— Start —

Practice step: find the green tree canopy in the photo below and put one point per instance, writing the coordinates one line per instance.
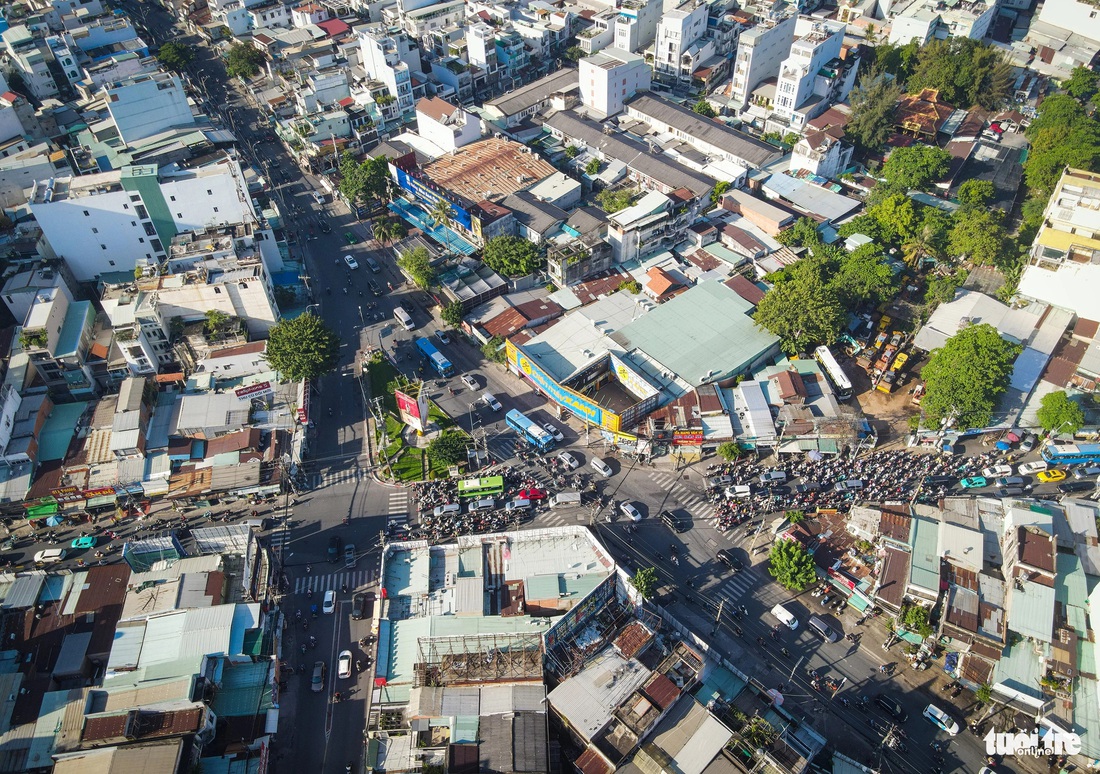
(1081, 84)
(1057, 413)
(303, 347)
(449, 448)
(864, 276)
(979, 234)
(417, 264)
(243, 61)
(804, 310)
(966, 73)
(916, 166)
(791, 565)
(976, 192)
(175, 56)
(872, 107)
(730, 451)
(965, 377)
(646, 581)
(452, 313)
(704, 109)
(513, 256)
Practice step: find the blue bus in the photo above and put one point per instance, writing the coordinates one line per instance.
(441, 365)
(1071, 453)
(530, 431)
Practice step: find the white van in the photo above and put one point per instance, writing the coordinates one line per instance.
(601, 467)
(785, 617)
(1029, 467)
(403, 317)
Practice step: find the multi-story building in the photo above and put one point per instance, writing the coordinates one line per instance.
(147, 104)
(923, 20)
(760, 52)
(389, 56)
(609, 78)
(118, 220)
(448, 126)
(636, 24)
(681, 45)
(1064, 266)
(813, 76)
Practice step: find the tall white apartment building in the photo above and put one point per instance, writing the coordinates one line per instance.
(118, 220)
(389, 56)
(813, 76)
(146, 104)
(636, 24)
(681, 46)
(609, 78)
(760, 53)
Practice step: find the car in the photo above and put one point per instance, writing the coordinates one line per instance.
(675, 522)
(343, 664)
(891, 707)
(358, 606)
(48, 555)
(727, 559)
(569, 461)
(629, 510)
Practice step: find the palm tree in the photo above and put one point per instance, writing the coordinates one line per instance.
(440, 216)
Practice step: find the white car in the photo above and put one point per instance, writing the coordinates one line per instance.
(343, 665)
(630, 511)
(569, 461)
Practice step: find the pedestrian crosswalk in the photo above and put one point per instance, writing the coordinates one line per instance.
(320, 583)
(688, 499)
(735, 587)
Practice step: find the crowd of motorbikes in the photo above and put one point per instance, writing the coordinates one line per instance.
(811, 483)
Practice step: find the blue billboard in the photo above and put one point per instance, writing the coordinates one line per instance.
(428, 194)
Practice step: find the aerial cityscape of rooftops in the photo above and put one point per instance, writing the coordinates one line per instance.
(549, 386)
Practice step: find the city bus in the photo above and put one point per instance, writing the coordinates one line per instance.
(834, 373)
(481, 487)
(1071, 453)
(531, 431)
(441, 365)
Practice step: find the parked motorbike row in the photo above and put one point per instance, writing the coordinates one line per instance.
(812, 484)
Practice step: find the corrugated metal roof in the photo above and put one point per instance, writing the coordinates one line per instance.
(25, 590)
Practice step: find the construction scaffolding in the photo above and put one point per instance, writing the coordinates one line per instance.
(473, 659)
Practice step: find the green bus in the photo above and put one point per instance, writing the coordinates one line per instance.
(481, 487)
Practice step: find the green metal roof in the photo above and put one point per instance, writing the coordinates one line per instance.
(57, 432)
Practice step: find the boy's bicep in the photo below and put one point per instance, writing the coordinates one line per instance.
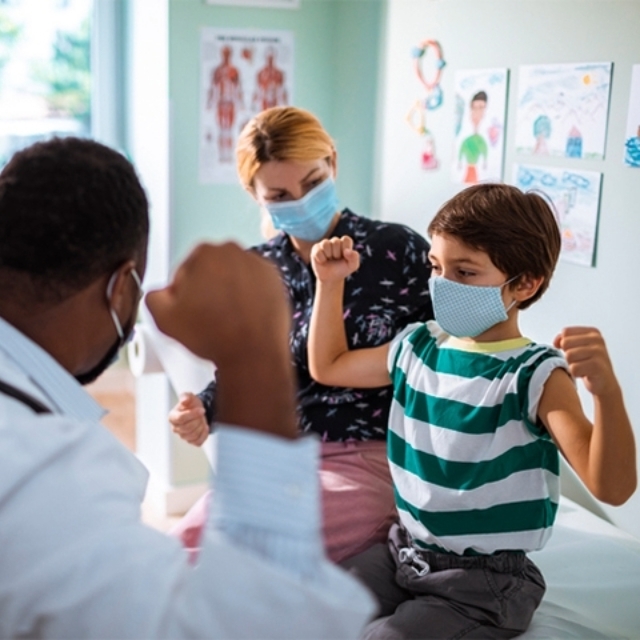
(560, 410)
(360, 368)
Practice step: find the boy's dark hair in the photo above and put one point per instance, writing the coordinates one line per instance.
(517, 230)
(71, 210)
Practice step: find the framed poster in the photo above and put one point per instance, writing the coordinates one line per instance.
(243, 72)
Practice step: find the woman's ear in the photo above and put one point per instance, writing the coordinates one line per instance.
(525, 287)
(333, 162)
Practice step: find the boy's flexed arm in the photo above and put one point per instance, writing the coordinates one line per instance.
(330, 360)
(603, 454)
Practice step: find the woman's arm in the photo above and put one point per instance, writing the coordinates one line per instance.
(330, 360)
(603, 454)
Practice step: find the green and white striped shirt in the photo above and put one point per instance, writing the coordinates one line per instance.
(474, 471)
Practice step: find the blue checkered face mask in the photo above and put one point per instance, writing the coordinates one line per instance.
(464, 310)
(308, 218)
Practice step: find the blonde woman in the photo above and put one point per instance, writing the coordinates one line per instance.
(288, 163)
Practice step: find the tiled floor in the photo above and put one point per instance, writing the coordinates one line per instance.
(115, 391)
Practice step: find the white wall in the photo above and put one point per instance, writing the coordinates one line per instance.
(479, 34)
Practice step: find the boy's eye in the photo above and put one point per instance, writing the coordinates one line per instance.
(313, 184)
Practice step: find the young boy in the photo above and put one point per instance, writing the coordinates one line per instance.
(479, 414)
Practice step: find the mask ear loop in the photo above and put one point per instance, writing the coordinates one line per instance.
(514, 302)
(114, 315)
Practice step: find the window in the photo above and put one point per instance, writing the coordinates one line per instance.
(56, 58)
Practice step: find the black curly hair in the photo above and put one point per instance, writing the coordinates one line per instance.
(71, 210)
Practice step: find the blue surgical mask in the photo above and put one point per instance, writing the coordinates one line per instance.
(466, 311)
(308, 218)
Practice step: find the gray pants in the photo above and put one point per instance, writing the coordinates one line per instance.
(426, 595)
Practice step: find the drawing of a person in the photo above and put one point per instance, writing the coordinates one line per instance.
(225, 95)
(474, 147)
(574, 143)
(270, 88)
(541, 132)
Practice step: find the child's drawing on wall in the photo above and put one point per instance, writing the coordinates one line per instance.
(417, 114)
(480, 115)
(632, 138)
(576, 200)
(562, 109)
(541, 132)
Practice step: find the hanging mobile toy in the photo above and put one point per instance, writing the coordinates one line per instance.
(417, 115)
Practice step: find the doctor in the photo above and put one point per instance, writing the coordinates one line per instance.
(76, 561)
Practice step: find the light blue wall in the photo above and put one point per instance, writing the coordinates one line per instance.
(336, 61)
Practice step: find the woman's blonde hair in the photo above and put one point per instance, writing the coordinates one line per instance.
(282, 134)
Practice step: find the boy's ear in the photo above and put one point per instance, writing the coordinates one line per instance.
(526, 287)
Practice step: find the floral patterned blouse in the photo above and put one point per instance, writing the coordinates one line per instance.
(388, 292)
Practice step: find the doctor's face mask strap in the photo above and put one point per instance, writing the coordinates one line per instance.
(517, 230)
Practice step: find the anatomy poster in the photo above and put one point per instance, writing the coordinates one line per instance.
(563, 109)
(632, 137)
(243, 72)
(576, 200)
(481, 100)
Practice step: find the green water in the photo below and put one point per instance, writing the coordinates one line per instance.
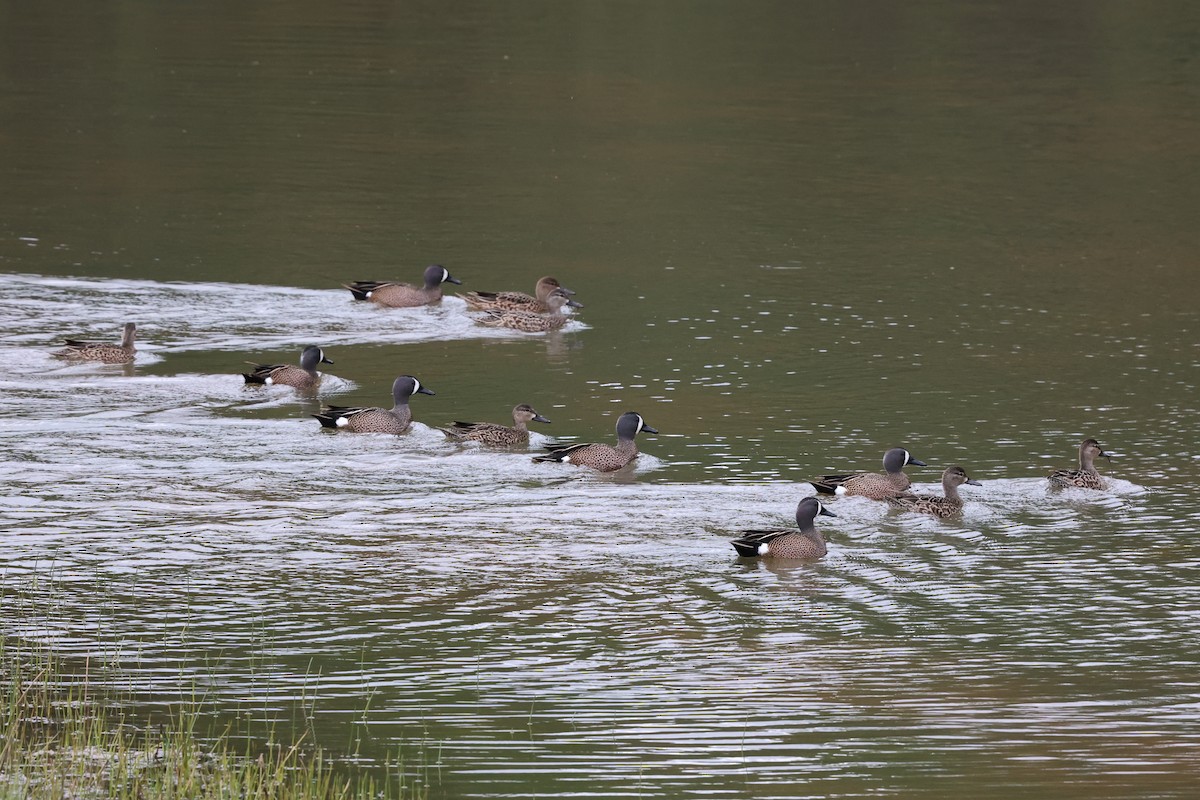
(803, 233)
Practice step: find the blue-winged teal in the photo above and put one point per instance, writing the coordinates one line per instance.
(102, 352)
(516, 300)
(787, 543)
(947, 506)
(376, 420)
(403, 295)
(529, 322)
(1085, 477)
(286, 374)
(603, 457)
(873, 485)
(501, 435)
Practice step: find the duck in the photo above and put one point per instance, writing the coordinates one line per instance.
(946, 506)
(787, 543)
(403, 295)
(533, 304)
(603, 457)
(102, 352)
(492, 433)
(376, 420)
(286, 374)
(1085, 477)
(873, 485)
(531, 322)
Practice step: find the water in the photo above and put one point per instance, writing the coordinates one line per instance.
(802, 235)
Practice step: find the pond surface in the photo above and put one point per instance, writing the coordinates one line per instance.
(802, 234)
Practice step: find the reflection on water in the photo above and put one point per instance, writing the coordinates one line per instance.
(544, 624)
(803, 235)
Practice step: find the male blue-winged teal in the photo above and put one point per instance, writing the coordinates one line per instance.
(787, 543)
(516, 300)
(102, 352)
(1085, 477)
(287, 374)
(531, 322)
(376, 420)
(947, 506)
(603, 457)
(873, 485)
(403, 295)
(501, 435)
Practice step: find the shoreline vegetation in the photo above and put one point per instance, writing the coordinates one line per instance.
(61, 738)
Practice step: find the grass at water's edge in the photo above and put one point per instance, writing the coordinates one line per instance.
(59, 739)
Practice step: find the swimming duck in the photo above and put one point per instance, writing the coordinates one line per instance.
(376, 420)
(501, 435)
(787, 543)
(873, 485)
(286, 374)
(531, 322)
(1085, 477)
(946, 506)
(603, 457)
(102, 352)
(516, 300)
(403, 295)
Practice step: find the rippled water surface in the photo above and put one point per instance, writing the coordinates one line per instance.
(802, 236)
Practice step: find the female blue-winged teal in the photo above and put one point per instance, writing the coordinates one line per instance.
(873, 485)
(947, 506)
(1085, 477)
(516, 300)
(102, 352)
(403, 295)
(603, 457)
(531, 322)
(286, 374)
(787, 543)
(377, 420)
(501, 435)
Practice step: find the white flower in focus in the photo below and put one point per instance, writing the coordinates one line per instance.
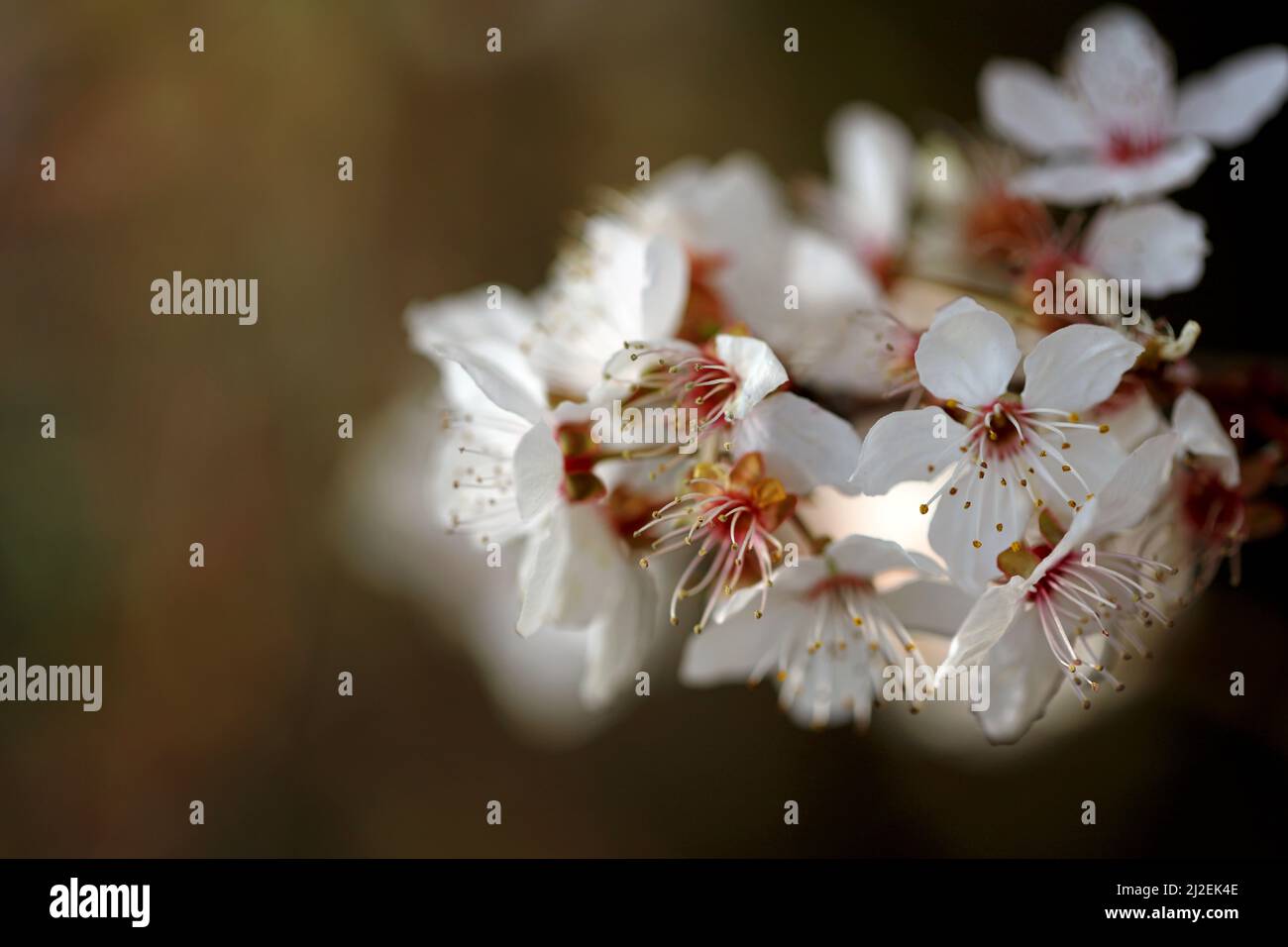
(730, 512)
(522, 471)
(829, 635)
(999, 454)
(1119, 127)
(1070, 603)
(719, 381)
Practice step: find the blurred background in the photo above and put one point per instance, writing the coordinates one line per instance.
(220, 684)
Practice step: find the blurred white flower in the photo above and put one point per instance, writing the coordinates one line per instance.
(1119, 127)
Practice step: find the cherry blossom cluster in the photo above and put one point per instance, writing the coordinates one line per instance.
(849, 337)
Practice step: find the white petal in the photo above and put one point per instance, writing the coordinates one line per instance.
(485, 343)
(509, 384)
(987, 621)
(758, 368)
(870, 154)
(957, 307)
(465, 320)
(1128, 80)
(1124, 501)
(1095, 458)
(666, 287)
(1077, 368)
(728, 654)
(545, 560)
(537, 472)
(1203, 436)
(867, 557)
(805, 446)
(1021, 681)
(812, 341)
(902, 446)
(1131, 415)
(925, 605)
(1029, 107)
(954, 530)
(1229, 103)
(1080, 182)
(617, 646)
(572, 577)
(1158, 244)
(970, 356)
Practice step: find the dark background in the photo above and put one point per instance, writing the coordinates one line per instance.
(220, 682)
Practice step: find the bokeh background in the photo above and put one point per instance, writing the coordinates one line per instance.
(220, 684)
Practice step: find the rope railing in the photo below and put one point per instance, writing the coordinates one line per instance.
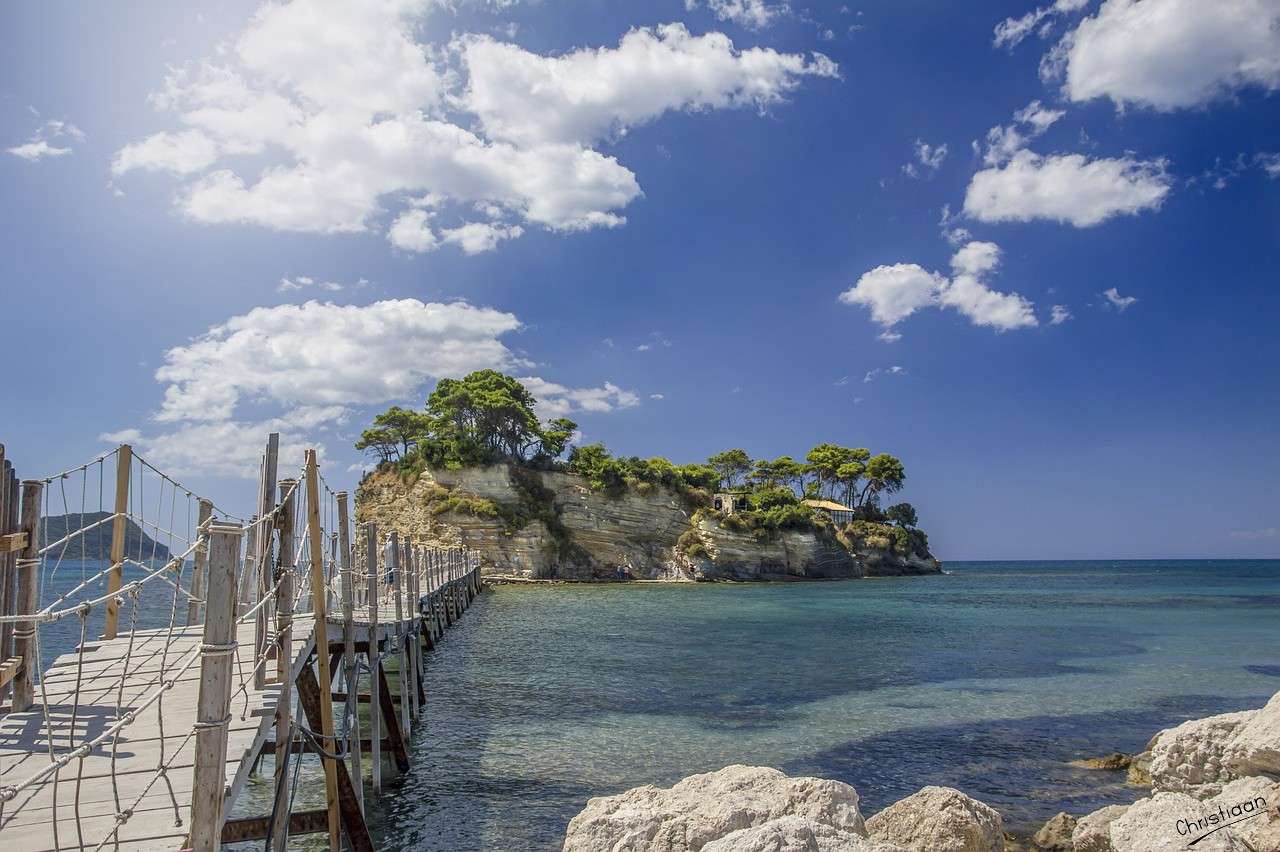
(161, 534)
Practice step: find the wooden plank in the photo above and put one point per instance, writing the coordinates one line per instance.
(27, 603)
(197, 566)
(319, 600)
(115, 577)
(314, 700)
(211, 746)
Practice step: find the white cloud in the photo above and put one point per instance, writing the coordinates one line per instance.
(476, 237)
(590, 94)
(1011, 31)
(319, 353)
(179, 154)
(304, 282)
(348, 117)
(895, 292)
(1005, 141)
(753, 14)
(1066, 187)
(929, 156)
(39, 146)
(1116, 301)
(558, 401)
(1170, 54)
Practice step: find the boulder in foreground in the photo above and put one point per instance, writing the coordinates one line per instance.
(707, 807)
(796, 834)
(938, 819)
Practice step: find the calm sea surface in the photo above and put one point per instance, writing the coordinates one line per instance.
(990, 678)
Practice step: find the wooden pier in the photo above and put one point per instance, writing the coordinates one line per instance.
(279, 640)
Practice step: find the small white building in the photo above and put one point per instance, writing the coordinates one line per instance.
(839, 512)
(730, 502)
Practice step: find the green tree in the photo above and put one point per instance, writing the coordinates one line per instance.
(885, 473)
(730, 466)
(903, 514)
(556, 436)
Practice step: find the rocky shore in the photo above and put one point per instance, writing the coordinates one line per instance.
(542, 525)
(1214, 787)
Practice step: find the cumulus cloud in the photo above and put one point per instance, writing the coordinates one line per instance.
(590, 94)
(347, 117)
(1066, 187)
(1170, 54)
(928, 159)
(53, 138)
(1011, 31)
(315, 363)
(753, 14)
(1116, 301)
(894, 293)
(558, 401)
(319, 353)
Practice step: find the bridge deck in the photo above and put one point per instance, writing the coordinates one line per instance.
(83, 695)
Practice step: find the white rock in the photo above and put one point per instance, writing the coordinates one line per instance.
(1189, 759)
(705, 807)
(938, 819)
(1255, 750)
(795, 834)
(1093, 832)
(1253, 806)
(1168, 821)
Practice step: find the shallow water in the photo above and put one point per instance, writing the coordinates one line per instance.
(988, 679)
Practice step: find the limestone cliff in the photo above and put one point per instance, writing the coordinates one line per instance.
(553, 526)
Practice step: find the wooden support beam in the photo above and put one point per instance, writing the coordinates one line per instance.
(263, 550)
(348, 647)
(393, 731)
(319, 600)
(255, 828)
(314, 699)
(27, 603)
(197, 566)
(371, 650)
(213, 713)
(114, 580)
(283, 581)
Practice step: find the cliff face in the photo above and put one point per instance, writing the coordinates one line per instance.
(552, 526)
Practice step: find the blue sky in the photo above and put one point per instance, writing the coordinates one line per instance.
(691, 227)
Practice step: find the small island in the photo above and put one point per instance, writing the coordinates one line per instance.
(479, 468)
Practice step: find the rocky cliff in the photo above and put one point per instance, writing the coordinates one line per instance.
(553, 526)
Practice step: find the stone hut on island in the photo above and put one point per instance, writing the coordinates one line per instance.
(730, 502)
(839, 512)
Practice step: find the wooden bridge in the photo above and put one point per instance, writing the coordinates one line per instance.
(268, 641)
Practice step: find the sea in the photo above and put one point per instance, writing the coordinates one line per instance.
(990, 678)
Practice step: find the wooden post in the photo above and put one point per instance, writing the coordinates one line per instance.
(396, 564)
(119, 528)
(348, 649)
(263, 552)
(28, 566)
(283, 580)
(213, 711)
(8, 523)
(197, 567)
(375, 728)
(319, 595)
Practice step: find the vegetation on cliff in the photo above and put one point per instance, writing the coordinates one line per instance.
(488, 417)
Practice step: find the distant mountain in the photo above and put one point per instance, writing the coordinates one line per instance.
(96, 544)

— End —

§ EXERCISE PROMPT:
Copy everything from the line containing "Practice step: find the stone" down to the last of these lines, swapping "wooden" for "timber" and leaving everything else as it is.

§ THE SOLUTION:
Practice step: find the stone hut on island in the photo above and put one point per instance, writing the coordinates one line per instance.
(730, 502)
(839, 512)
Practice step: find the timber bridge in the photo above and put one point per instance, writing the coordinates one line per instance.
(268, 641)
Practice step: find the sea in the photo above and put one point per instance, writing the coordinates one line per instance.
(990, 678)
Practice step: find the timber post in the photo above and put one point per instance, writing the coordinates one line per instance.
(396, 564)
(119, 528)
(348, 649)
(263, 552)
(28, 566)
(283, 580)
(213, 711)
(8, 523)
(197, 567)
(375, 728)
(319, 595)
Practice step: find the vegetation on cliff in the photo above and put one point per instance, writing the coordinates one line per instance.
(488, 417)
Practice step: find the distant mountain in the photo above and put one point per instance, writing the coordinates one line per instance.
(96, 544)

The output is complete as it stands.